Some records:
=-=-=-=-=

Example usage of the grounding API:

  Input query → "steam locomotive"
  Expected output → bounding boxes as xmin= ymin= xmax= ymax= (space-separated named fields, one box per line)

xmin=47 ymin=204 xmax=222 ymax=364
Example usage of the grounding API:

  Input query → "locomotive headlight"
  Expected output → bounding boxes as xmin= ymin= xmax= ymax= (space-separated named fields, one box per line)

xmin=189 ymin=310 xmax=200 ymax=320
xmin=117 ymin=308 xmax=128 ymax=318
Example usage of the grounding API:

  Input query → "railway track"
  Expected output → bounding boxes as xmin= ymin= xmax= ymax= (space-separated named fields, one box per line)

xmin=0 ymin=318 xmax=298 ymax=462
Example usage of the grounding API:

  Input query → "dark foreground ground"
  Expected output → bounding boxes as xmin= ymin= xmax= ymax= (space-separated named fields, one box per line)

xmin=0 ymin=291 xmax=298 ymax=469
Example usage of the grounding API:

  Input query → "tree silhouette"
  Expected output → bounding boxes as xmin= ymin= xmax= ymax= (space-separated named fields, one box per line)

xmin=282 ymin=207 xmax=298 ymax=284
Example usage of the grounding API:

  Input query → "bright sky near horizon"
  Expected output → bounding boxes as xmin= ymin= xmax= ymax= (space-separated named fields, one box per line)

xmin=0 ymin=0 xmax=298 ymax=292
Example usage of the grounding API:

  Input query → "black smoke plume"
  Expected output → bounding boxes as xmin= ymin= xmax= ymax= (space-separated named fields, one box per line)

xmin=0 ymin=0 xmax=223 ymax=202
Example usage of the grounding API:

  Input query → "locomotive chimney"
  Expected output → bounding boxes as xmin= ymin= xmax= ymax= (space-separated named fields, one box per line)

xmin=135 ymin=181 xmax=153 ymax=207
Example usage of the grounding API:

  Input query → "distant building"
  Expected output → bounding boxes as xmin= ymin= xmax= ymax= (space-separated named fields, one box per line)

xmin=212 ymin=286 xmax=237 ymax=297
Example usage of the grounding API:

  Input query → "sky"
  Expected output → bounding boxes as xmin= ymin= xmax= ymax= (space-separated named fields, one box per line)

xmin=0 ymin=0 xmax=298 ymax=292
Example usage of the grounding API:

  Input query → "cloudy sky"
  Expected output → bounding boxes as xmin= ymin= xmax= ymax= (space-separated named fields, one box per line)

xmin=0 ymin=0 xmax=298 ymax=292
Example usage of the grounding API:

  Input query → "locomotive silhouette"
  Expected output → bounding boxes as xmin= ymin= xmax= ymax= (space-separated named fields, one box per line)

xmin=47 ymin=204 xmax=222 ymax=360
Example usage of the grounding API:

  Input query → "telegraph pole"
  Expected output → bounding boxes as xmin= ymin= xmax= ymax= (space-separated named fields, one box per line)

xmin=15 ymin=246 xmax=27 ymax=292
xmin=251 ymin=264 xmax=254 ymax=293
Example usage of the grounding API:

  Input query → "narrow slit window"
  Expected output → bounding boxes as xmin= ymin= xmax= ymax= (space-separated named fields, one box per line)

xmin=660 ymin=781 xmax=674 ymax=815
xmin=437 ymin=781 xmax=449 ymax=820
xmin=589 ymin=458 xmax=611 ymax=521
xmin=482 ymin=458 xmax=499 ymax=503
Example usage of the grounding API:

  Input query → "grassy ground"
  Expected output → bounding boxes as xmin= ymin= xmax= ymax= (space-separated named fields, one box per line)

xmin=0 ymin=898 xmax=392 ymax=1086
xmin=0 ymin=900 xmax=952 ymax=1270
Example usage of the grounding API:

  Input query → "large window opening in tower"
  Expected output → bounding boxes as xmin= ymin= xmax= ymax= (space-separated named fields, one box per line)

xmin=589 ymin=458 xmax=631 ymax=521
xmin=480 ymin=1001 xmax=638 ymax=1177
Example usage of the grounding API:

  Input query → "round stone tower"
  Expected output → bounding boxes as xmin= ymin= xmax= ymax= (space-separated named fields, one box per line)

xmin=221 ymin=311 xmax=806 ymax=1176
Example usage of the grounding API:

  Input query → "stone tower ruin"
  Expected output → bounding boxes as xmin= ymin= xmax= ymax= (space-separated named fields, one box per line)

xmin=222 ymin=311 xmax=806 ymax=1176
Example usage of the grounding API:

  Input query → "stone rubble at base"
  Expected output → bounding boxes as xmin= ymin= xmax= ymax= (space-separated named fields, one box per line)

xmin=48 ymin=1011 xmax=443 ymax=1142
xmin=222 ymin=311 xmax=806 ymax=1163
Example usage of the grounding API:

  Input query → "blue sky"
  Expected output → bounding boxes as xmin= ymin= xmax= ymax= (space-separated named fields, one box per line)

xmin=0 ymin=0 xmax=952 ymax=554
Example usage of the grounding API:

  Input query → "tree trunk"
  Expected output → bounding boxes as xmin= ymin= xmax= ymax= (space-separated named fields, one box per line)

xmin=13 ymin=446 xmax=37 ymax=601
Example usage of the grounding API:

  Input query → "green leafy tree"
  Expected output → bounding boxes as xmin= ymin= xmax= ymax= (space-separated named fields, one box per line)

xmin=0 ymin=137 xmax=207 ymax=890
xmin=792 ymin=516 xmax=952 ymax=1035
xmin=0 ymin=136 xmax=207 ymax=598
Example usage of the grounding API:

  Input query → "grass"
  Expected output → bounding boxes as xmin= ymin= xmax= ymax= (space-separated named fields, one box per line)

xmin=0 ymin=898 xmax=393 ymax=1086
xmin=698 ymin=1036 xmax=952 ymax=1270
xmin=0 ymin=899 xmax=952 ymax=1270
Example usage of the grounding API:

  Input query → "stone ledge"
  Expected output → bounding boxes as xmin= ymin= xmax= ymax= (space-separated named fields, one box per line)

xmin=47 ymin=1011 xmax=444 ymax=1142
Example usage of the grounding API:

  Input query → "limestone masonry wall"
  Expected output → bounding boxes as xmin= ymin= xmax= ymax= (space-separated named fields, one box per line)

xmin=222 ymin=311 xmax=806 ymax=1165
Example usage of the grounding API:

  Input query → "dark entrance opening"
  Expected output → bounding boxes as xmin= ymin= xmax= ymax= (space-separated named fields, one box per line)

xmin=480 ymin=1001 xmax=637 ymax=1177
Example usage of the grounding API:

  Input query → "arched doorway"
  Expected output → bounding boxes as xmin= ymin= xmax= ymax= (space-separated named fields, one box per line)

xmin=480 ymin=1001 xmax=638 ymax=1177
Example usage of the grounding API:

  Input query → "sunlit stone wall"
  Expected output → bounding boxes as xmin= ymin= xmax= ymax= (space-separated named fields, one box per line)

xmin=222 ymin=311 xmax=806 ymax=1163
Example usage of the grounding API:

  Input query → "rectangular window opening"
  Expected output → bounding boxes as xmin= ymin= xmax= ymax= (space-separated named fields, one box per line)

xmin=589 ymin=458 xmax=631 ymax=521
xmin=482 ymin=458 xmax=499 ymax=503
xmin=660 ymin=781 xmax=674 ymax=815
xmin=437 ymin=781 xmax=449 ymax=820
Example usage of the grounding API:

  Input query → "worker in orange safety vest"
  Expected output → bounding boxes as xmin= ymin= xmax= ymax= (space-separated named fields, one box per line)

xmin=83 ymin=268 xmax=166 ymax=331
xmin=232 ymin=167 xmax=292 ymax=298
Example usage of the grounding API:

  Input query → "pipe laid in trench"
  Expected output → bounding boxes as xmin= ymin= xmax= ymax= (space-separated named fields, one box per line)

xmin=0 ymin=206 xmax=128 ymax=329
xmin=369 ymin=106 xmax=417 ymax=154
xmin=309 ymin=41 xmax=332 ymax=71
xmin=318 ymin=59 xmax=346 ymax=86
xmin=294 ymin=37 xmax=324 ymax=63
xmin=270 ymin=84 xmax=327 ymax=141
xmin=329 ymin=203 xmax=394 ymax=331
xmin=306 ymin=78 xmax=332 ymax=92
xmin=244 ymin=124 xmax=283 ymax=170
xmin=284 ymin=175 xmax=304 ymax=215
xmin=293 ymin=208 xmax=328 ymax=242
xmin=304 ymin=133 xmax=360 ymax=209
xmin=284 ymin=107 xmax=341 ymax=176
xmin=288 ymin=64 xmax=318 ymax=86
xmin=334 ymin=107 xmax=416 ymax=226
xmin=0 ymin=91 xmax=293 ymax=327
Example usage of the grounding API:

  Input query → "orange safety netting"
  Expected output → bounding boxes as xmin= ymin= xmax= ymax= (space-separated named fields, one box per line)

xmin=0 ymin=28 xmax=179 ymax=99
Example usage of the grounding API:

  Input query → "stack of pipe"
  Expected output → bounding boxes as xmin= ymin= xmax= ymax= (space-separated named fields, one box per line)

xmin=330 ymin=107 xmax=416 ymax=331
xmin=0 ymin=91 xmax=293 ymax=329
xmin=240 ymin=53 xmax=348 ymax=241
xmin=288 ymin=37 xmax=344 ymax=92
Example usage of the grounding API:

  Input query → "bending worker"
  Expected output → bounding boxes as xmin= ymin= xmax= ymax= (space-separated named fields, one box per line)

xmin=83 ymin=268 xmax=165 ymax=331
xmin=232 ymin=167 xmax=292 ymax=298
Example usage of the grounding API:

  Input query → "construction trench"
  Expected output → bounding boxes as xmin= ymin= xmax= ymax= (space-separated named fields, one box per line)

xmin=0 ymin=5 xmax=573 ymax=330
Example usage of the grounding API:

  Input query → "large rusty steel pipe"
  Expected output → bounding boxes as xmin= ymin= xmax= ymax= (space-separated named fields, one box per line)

=-=-=-=-=

**Task instructions**
Reproduce the material verbatim from its first line through the line containing "xmin=0 ymin=0 xmax=223 ymax=202", including both ends, and output nothing else.

**Output below**
Example usage of the grounding API:

  Input query → "steam locomotive"
  Expected output → bounding boxes as xmin= ymin= xmax= ymax= (space-separated named fields, one box per line)

xmin=47 ymin=204 xmax=222 ymax=364
Example usage of the grounding API:

  Input query → "locomotive headlight"
  Expected output → bounding boxes as xmin= ymin= xmax= ymax= (space-separated named fields, one box per line)

xmin=189 ymin=310 xmax=200 ymax=320
xmin=117 ymin=308 xmax=128 ymax=318
Example usage of the grounding API:

  Input query → "railway track"
  Expected output → bounding boxes as xmin= ymin= xmax= ymax= (space-separated named fields, one box per line)

xmin=0 ymin=318 xmax=298 ymax=462
Example usage of the grounding API:

  Input query → "dark foreground ground"
  Expected output → bounding boxes as xmin= ymin= xmax= ymax= (space-separated named fields, one box per line)

xmin=0 ymin=291 xmax=298 ymax=469
Example usage of the grounding API:

  Input query → "tree silhouette"
  Expected output → bounding boxes as xmin= ymin= xmax= ymax= (space-separated named fields, one box per line)

xmin=282 ymin=207 xmax=298 ymax=284
Example usage of the grounding API:

  Input query → "bright sky near horizon"
  Expected output → bounding boxes as xmin= ymin= xmax= ymax= (space-separated named fields, one box per line)

xmin=0 ymin=0 xmax=298 ymax=292
Example usage of the grounding API:

  Input query → "black smoke plume"
  Expected output → bounding boxes as xmin= ymin= xmax= ymax= (space-separated named fields, one box per line)

xmin=0 ymin=0 xmax=223 ymax=202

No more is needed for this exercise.